The British Association for Applied Linguistics (BAAL) is a learned society, based in the UK, which provides a forum for people interested in language and applied linguistics.

BAAL organises regular meetings of its members at various venues in the UK, publishes conference proceedings, issues a regular newsletter and awards student scholarships. There is an elected Executive Committee (EC) that represents the interests of members. The current Chair is Professor Zhu Hua of UCL Institute of Education.

BAAL has an international membership of over 1200 members and is a registered charity in the UK (Charity number 246800).

Activities
BAAL organises scientific meetings, and publishes a newsletter and conference proceedings. It supports applied linguistics activity, special interest groups and an annual book prize. It brings together the applied linguistics community via BAALmail, its dedicated webmail list, through which members share and discuss applied linguistics-related news, achievements and opportunities.

BAAL forges and maintains close links to institutions and organisations with a vested interest in applied linguistics. It also sends representatives to national and international meetings of interest to our members. BAAL plays an active role within organisations including:

 AcSS (Academy of Social Sciences)
|---|
Written request 1 ::
According to the BAAL description, how large is the association's membership?
Written request 2 ::
Transcribe the BAAL description from "The British Association" up to and including "Institute of Education.".
Rely solely on the BAAL description; the lines are not needed.

Dataset excerpts on pointing to objects ::
|---|
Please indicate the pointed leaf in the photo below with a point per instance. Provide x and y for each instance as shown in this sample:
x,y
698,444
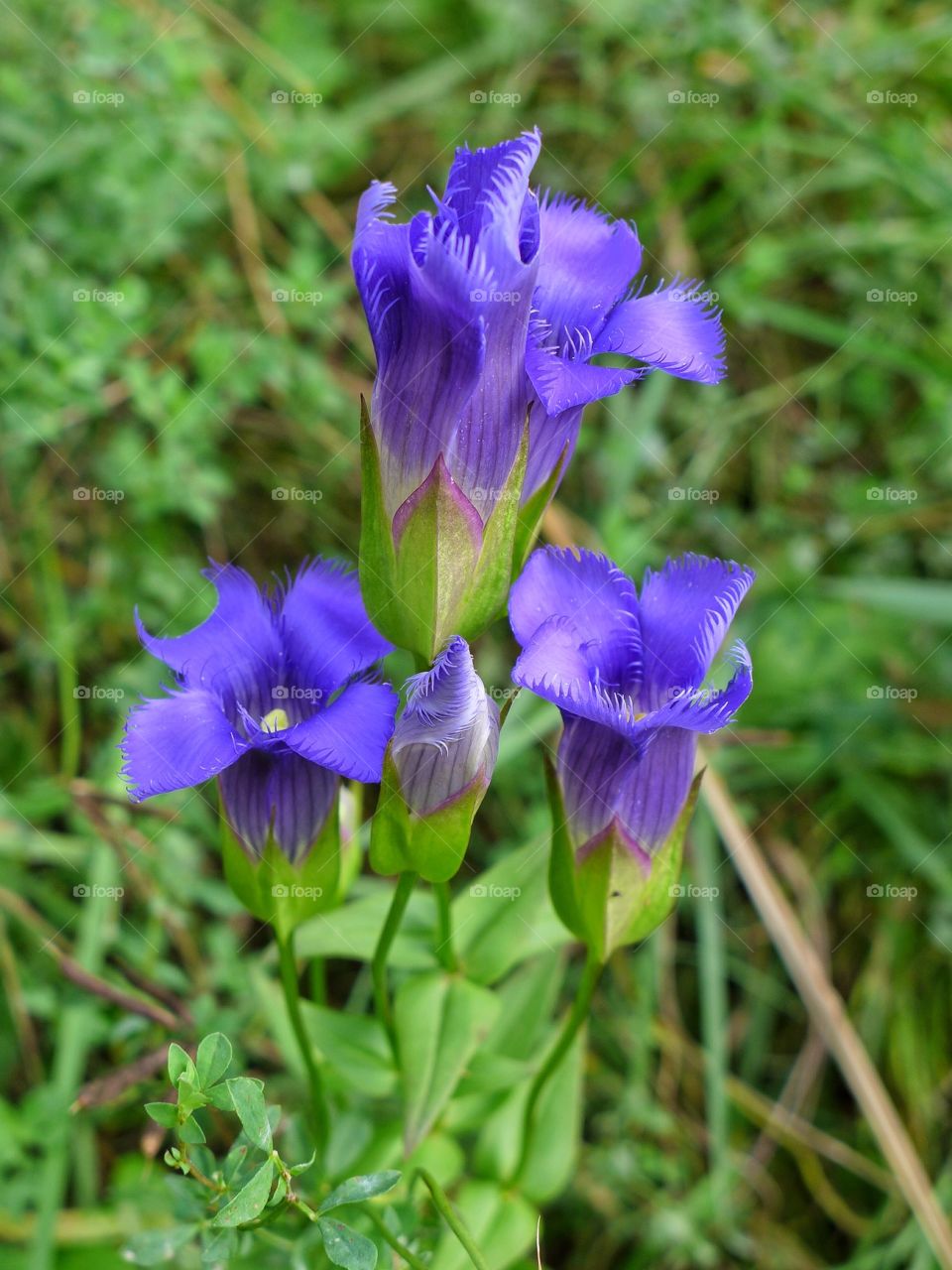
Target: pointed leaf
x,y
248,1101
166,1114
212,1060
250,1201
345,1247
439,1024
180,1065
356,1191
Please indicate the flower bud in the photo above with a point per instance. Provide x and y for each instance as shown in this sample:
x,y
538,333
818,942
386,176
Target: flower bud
x,y
436,770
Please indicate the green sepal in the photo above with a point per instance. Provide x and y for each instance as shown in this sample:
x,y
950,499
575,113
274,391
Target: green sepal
x,y
531,515
278,892
498,564
434,844
447,572
608,901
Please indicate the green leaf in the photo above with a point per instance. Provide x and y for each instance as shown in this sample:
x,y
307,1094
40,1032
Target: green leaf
x,y
248,1101
166,1114
439,1024
354,1046
278,892
190,1132
250,1201
353,930
218,1245
154,1247
356,1191
504,916
502,1223
345,1247
212,1060
180,1065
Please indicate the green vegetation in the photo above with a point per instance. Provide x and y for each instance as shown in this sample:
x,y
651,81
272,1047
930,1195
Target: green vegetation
x,y
180,361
|---|
Exercise result 1 ::
BAAL has an international membership of over 1200 members.

Exercise result 2 ::
The British Association for Applied Linguistics (BAAL) is a learned society, based in the UK, which provides a forum for people interested in language and applied linguistics.

BAAL organises regular meetings of its members at various venues in the UK, publishes conference proceedings, issues a regular newsletter and awards student scholarships. There is an elected Executive Committee (EC) that represents the interests of members. The current Chair is Professor Zhu Hua of UCL Institute of Education.